» **Given exercise**
Quote the data below word for word, leaving out any pictures.
####
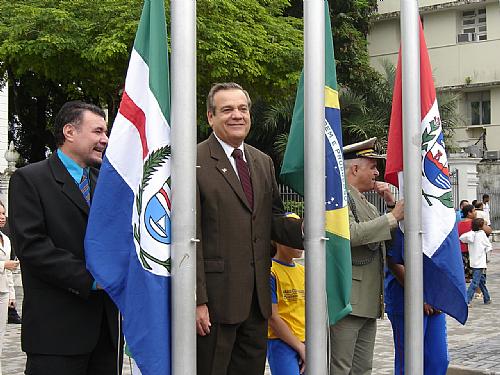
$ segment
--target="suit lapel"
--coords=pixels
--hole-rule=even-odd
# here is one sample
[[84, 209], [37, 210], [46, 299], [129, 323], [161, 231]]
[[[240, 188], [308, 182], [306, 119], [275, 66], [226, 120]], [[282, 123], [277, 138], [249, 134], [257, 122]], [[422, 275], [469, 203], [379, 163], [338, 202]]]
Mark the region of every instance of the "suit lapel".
####
» **Problem solution**
$ segment
--target="suit lapel"
--coords=pixels
--hole-rule=even-odd
# here is one sample
[[84, 209], [37, 210], [46, 299], [129, 323], [161, 231]]
[[[240, 188], [308, 182], [306, 119], [275, 66], [226, 120]], [[282, 123], [277, 138], [249, 134], [257, 122]], [[422, 275], [469, 203], [379, 163], [338, 202]]]
Mark the region of every instance of the "suit lapel".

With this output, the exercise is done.